▸ **Document excerpt**

I sincerely hope I shall always be a credit to my race and to the motion
picture industry. My heart is too full to tell you just how I feel, and may I
say thank you and God bless you.”
Despite
the Oscar win, McDaniel’s career was somewhat slowed up during World War II during which she devoted
time to serve as chairman of the Negro Division of the Hollywood Victory Committee, providing
entertainment for segregated Black troops.
She made numerous personal appearances
at military hospitals, threw parties, and performed with USO shows and war bond rallies. Bette Davis
was the only white member of McDaniel's acting troupe to perform for black
regiments alongside Lena Horne and Ethel Waters. McDaniel was also a member of American Women’s Voluntary Services.
Her
war-time roles included George Washington Slept Here with Jack Benny; Since You Went Away with
Claudette Colbert, Jennifer Jones, Joseph Cotton, and a teenage
Shirley Temple; and Janie
and its sequel Janie Gets Married.
McDaniel’s
deteriorating health slowed her down further in the post war years. Among her films were Margie with Jeanne Crain; Never Say Goodbye, a
comedy with Errol Flynn and Eleanor Parker; Walt Disney’s Song of the South with James Baskett;
and the coming of age comedy/drama Mickey
which was one of several films in which she played a wise domestic in a family with a teenage daughter. Her final film 1n
1949 was the auto racing drama The
Big Wheel with a grown up Mickey
Rooney.
Also
during the post-war years McDaniel, who usually eschewed activism and politics,
became involved in a celebrated open
housing court battle. She was the most famous of the Black homeowners who organized the black West Adams neighborhood in Los Angeles.

▸ **Data listing**
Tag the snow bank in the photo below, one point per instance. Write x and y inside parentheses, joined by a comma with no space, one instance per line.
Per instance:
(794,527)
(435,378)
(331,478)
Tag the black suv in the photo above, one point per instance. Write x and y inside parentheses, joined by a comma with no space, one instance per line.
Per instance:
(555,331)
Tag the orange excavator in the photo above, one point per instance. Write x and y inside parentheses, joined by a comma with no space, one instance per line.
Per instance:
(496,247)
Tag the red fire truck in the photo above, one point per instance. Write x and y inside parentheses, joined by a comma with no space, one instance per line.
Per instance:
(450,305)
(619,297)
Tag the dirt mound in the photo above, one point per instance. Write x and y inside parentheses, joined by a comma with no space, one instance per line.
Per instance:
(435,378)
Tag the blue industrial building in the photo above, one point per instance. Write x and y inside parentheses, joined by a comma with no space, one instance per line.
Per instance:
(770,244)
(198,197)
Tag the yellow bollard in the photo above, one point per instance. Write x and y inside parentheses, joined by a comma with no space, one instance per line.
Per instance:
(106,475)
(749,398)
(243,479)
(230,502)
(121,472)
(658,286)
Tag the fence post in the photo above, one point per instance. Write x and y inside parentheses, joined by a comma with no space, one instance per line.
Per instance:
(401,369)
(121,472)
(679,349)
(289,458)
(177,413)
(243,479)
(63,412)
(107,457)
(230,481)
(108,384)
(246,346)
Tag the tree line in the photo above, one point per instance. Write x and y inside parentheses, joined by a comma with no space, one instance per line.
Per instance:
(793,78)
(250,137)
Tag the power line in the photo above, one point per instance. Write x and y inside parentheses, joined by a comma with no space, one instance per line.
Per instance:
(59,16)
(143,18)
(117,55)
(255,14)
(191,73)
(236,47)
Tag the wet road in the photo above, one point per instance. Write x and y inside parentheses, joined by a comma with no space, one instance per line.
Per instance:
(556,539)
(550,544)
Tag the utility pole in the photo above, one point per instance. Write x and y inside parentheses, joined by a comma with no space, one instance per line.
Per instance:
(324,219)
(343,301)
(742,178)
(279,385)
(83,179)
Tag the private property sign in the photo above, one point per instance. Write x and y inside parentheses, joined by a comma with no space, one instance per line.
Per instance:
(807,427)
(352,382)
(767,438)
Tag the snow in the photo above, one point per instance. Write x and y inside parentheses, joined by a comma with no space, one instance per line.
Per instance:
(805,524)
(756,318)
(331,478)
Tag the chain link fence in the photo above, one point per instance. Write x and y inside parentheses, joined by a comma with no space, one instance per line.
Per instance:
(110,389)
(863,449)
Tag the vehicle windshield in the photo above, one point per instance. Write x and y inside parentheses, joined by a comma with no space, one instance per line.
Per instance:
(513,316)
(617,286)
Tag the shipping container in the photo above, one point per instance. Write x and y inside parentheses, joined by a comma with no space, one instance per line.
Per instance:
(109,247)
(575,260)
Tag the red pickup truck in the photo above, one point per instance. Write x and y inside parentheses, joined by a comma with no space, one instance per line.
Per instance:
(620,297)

▸ **Task directions**
Retype the McDaniel passage from "She made numerous" down to "Women’s Voluntary Services.". Rely only on the passage about McDaniel.

▸ **Reply to the exercise**
She made numerous personal appearances
at military hospitals, threw parties, and performed with USO shows and war bond rallies. Bette Davis
was the only white member of McDaniel's acting troupe to perform for black
regiments alongside Lena Horne and Ethel Waters. McDaniel was also a member of American Women’s Voluntary Services.